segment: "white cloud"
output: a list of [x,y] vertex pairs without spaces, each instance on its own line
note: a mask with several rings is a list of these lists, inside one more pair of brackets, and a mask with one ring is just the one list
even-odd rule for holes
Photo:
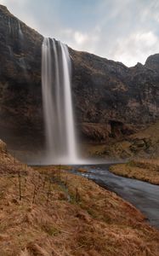
[[74,39],[78,45],[81,45],[88,40],[88,35],[77,31],[74,33]]
[[1,3],[44,36],[127,66],[144,63],[149,55],[159,52],[157,0],[92,1],[87,15],[80,1],[1,0]]

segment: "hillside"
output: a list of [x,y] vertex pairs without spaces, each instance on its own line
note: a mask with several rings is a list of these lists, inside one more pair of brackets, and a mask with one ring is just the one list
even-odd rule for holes
[[[26,151],[37,154],[44,144],[43,38],[0,5],[0,134],[9,148],[25,151],[25,155]],[[145,65],[128,68],[87,52],[69,51],[82,143],[125,140],[158,119],[158,54],[149,56]]]
[[34,169],[0,143],[0,255],[158,255],[158,230],[132,205],[63,169]]

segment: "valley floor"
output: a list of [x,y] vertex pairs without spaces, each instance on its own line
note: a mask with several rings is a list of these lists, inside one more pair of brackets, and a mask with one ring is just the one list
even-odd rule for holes
[[115,193],[0,147],[0,256],[159,254],[159,231]]
[[139,159],[110,167],[114,174],[136,178],[159,185],[159,160]]

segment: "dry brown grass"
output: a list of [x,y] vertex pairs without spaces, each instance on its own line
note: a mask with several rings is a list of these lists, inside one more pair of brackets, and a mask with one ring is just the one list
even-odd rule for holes
[[116,175],[146,181],[159,185],[159,160],[134,160],[127,164],[111,166],[110,171]]
[[10,165],[0,172],[0,256],[159,254],[159,231],[116,194],[60,167],[26,167],[20,201]]

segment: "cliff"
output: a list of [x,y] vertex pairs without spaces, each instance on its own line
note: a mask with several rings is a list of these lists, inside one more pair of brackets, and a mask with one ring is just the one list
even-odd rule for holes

--------------------

# [REQUIREMENTS]
Can you reproduce the listing word for word, from its first line through the line containing "[[139,159],[110,167],[114,174],[136,178],[159,185],[159,160]]", leaving the pictures out?

# [THE OUTPUT]
segment: "white cloud"
output: a list of [x,y] vertex pairs without spaces, each instance on its own line
note: a mask with several rings is a list of these lists, inside one more pair of brackets, and a mask with one ring is just the one list
even-odd rule for holes
Photo:
[[74,39],[78,45],[81,45],[88,40],[88,35],[77,31],[74,33]]
[[1,3],[44,36],[127,66],[144,63],[149,55],[159,52],[157,0],[92,1],[87,15],[80,1],[1,0]]

segment: "hillside"
output: a list of [x,y] vertex pairs without spaces, each instance on its own line
note: a mask with several rings is a list of these lists, inside one more pair of brackets, and a mask with one ring is just the one list
even-odd rule for holes
[[[26,151],[37,154],[44,144],[43,38],[0,5],[0,134],[9,148],[25,151],[25,155]],[[145,65],[128,68],[87,52],[69,51],[82,143],[125,140],[158,119],[158,54],[149,56]]]
[[34,169],[0,143],[0,255],[158,255],[158,230],[132,205],[63,169]]

segment: "valley floor"
output: a list of [x,y] vertex pairs without spaces, each instance on its own line
note: a mask with several rings is a list of these lists, inside one more pair of brackets, and a mask with one ring is just the one list
even-odd rule for holes
[[115,193],[0,147],[0,256],[159,254],[159,231]]
[[139,159],[110,167],[114,174],[136,178],[159,185],[159,160]]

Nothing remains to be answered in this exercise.